** Start of Given information **

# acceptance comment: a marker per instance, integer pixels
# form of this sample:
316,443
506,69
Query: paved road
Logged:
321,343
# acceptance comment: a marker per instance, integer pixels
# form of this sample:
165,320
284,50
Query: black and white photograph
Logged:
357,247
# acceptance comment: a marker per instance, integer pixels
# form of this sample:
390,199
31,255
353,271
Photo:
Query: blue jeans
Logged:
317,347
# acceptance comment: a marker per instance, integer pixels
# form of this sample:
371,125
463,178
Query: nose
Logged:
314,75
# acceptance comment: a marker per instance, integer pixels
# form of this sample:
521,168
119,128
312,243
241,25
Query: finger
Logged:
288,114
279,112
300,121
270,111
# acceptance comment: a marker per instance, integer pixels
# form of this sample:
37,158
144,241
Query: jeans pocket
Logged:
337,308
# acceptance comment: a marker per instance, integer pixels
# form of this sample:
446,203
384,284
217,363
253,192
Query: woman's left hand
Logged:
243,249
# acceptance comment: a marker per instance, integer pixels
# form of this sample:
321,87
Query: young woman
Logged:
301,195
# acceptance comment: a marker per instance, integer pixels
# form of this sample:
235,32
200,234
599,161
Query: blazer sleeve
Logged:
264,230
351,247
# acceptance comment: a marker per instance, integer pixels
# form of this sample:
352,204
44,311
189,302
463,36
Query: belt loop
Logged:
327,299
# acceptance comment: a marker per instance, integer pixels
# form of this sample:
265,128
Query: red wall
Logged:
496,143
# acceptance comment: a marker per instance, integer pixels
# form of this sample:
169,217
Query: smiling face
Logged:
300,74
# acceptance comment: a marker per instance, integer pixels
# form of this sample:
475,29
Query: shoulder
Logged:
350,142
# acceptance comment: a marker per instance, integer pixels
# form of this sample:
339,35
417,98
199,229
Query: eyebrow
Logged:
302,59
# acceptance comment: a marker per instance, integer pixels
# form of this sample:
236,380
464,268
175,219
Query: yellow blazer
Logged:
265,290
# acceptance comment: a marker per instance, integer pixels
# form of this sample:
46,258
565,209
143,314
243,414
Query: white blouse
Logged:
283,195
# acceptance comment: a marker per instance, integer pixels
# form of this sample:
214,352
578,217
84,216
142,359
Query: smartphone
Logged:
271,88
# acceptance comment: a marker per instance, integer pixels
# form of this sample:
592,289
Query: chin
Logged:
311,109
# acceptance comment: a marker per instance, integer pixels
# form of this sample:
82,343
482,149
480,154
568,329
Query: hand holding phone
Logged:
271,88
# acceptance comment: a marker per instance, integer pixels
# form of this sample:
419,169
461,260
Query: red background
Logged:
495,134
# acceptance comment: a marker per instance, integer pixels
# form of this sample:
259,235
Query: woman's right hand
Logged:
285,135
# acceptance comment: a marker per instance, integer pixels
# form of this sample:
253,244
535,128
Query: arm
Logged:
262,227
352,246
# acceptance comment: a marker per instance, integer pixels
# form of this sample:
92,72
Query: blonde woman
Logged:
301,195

** End of Given information **

> _To be done_
Show each line from the listing above that contains the word "hand", with upper and lower case counting.

> _Output of the exercise_
Query: woman's left hand
Query: hand holding phone
Query: woman's right hand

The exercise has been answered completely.